Task objective →
Count up the lines of the data below that contain the string "brown", then give only the total.

####################

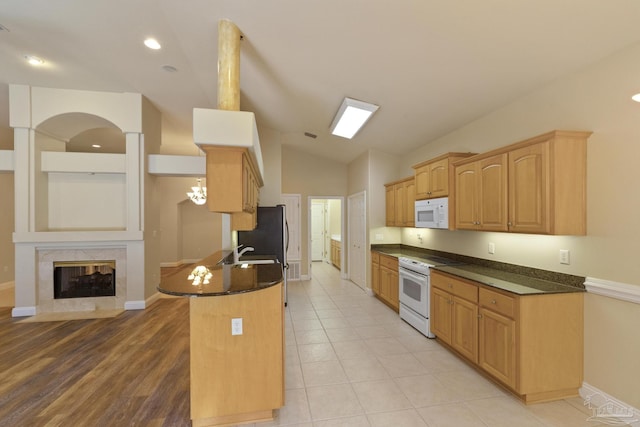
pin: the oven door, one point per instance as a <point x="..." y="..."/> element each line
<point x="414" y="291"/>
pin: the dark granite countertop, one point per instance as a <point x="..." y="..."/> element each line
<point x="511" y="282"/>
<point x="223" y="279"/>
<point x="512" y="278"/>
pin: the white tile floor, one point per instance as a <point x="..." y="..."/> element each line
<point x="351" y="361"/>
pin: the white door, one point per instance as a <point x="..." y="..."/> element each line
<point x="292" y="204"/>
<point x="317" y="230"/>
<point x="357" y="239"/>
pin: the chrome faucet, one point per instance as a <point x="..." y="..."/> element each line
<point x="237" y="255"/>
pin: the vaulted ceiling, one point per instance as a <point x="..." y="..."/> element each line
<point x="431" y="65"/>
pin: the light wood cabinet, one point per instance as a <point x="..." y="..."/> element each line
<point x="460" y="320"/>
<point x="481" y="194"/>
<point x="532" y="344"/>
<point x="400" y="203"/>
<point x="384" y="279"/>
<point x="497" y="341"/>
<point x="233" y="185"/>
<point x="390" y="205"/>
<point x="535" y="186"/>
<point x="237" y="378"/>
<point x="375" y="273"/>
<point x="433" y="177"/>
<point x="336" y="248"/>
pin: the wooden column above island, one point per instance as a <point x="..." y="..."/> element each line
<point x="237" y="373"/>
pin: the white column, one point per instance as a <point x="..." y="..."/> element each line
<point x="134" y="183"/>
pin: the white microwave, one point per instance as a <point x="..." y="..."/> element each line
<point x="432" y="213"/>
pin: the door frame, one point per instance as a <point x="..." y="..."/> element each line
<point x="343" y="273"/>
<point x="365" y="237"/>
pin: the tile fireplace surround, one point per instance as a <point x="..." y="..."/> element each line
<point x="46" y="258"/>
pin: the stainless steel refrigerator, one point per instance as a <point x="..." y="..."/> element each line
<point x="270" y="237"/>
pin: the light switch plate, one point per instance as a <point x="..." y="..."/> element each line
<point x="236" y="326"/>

####################

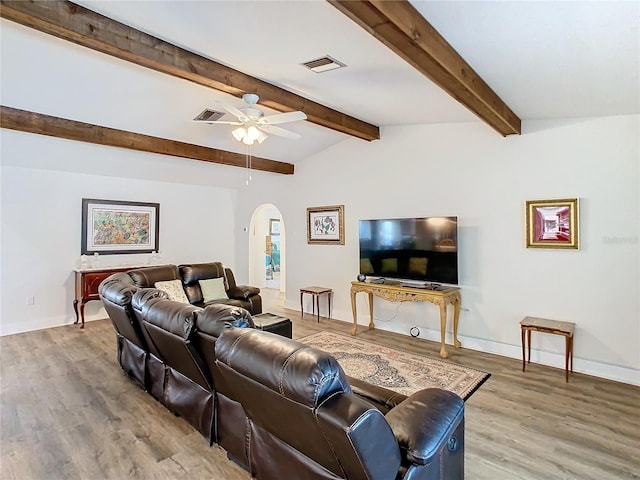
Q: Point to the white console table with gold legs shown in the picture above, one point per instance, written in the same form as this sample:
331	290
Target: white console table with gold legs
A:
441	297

####################

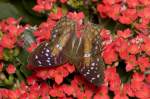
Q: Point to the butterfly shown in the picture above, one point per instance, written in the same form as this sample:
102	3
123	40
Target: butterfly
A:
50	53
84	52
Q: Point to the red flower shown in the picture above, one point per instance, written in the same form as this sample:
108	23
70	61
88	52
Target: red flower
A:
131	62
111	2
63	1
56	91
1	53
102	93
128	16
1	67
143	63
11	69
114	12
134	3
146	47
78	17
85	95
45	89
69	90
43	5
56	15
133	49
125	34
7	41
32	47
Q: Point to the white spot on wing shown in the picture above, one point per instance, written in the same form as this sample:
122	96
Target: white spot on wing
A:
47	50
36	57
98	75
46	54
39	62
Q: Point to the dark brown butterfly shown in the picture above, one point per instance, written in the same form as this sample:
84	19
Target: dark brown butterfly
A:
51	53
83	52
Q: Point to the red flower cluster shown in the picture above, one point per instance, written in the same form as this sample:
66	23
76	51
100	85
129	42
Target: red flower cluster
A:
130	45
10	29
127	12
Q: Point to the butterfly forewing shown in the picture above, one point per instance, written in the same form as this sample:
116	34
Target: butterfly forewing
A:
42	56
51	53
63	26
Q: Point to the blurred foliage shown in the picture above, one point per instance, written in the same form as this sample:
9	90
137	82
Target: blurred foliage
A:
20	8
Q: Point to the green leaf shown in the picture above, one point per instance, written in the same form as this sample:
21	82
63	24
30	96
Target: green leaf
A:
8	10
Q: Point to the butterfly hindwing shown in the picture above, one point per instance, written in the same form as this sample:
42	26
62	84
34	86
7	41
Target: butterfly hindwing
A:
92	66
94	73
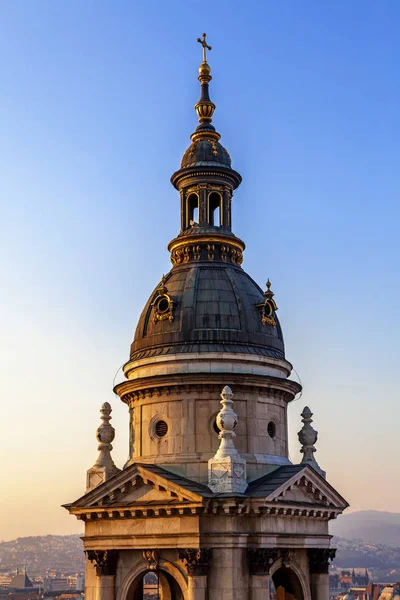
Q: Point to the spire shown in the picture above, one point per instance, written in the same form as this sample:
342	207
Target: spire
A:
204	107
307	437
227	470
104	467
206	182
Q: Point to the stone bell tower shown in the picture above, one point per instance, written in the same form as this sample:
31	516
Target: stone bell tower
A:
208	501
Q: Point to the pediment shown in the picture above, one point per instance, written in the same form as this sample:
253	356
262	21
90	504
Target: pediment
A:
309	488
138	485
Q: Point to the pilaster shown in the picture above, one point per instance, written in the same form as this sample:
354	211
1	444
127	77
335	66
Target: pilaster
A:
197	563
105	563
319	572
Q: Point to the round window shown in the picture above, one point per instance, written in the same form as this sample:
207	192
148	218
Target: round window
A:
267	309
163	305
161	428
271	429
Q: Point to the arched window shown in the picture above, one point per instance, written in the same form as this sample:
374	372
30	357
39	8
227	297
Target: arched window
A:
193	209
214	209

####################

Answer to the exercise →
2